Direction>
Can you copy out every line of the material below word for word, leaving out the pictures?

[BEGIN Information provided]

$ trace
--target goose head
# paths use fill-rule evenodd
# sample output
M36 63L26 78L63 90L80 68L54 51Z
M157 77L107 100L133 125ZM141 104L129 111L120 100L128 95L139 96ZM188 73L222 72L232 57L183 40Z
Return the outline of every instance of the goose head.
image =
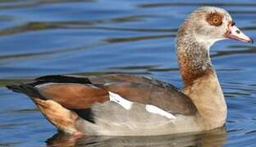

[END Information provided]

Finished answer>
$ trace
--target goose head
# paths use fill-rule evenodd
# sample output
M36 63L26 78L63 90L80 68L54 51Z
M157 77L107 100L133 125ZM141 104L129 111L120 100L128 95L139 96ZM188 73L222 72L232 57L183 40Z
Return the outline of every instance of the goose head.
image =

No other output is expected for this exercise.